Best stab at questions

Stephen John Smoogen smooge at gmail.com
Fri Jun 13 23:22:33 UTC 2008


I am playing ketchup, and saw these questions.. here are my take on
them as EPEL Steering Committee head.

Also note that while I use RHEL, I am meaning it as a short hand for
Red Hat Enterprise Linux, CentOS, Scientific Linux, etal.

> 1) How do appliances fit into EPEL?

EPEL is meant to be a repository for extra packages that do not get
shipped in EL but meet the 'same' packaging criteria as most Red Hat
Enterprise Linux "Core" packages do. This means that using EPEL as a
repository when building should help make integration easier.

> 2) Is RPM a requirement for EPEL?

Yes, all packages in EPEL are stored in RPM format.

> 3) If we deploy to EPEL, do all of the packages we depend on need to be in EPEL as well?

No. You could use packages in your appliance outside of EPEL, but in
the case of 'conflicts' it could cause problems in integration or
updates. Areas where I see packages not being in EPEL would be:

 a) Other propietary packages.
 b) Reliance on packages that do not meet EPEL's packaging structure
(putting things in /opt. Requiring packages that are 'newer' than RHEL
"Core" packages etc.

> 3a) If so, who is responsible for getting those packages into EPEL?

GIVEN MATERIAL >>
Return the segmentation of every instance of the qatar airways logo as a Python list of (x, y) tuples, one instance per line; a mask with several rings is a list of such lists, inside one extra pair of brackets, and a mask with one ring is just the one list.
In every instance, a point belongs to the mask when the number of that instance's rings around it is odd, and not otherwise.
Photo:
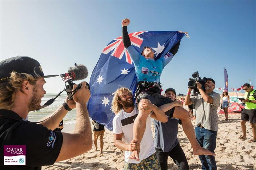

TASK DETAILS >>
Answer these questions about the EPEL post, one per line:
1. What role does the author say he holds?
2. Besides Red Hat Enterprise Linux, which distributions does the author include when he writes "RHEL"?
3. In what format are all packages in EPEL stored?

WRITTEN ANSWER >>
1. EPEL Steering Committee head
2. CentOS and Scientific Linux, among others
3. RPM format